The invention may be better understood by referring to the following figures. The components in the figures are not necessarily to scale, emphasis instead being placed upon illustrating the principles of the invention. In the figures, like reference numerals designate corresponding parts throughout the different views.
A wide-band conformal coaxial antenna (WCCA) conformal to a surface is disclosed. The WCCA comprises an inner conductor, an outer conductor, and a dielectric layer. The inner conductor extends towards the surface from a coaxial input below the surface and the outer conductor surrounds the inner conductor and extends from the coaxial input to the surface. The dielectric layer is between the inner conductor and the outer conductor. The inner conductor has a first inner conductor diameter at the coaxial input and a second inner conductor diameter at a distal end of the inner conductor at or proximately below the surface. The inner conductor forms an inner conductor surface at the distal end of the inner conductor. The second inner conductor diameter is larger than the first inner conductor diameter. The outer conductor has a first outer conductor diameter at the coaxial input and a second outer conductor diameter at the surface. The second outer conductor diameter is larger than the first outer conductor diameter.

[Required actions]
1. Decide whether each statement below agrees with the antenna passage: (a) The dielectric layer lies between the inner conductor and the outer conductor. (b) The components in the figures are drawn to scale. (c) The second outer conductor diameter is smaller than the first outer conductor diameter. For each, answer yes or no and quote the words of the antenna passage that settle it.
2. List every component that the antenna passage says the wide-band conformal coaxial antenna comprises.
3. According to the antenna passage, from where does the inner conductor extend toward the surface?

[Information shown]

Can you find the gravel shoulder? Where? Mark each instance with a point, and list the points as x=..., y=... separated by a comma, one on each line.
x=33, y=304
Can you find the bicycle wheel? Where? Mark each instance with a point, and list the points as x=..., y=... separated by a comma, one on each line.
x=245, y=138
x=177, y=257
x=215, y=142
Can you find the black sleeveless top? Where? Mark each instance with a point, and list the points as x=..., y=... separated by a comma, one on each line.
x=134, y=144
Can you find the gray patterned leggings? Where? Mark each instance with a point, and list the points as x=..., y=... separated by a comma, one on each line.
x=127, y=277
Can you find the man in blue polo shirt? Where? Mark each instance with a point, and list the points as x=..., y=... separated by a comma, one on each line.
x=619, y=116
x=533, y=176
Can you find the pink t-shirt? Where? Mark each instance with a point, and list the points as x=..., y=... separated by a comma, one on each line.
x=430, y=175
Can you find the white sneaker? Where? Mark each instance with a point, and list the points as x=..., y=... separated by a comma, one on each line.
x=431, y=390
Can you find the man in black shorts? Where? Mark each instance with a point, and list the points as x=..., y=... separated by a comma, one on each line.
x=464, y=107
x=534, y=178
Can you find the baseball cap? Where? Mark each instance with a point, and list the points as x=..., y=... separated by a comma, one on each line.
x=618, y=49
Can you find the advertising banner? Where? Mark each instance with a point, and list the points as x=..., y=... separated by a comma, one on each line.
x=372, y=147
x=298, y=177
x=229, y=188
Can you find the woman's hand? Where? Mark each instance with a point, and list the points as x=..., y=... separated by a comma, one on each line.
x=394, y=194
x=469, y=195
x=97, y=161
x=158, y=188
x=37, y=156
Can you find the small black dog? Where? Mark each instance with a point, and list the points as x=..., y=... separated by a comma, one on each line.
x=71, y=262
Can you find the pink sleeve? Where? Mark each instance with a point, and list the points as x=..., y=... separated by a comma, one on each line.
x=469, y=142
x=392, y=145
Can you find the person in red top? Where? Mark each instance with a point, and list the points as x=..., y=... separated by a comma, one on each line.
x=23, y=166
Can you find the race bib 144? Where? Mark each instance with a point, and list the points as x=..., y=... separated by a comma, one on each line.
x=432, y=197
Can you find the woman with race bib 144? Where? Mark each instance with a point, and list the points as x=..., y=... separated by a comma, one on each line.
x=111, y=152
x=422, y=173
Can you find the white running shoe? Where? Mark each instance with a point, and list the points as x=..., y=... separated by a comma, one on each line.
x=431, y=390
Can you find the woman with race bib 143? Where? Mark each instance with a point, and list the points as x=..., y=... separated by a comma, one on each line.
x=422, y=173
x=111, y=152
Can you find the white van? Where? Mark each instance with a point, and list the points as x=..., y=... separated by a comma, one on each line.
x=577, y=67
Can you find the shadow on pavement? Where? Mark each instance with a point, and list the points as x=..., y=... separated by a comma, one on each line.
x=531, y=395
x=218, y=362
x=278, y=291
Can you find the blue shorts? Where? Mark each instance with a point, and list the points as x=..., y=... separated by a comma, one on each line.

[Task-by-task results]
1.
(a) Yes: "The dielectric layer is between the inner conductor and the outer conductor."
(b) No: "The components in the figures are not necessarily to scale"
(c) No: "The second outer conductor diameter is larger than the first outer conductor diameter."

2. An inner conductor, an outer conductor, and a dielectric layer.

3. From a coaxial input below the surface.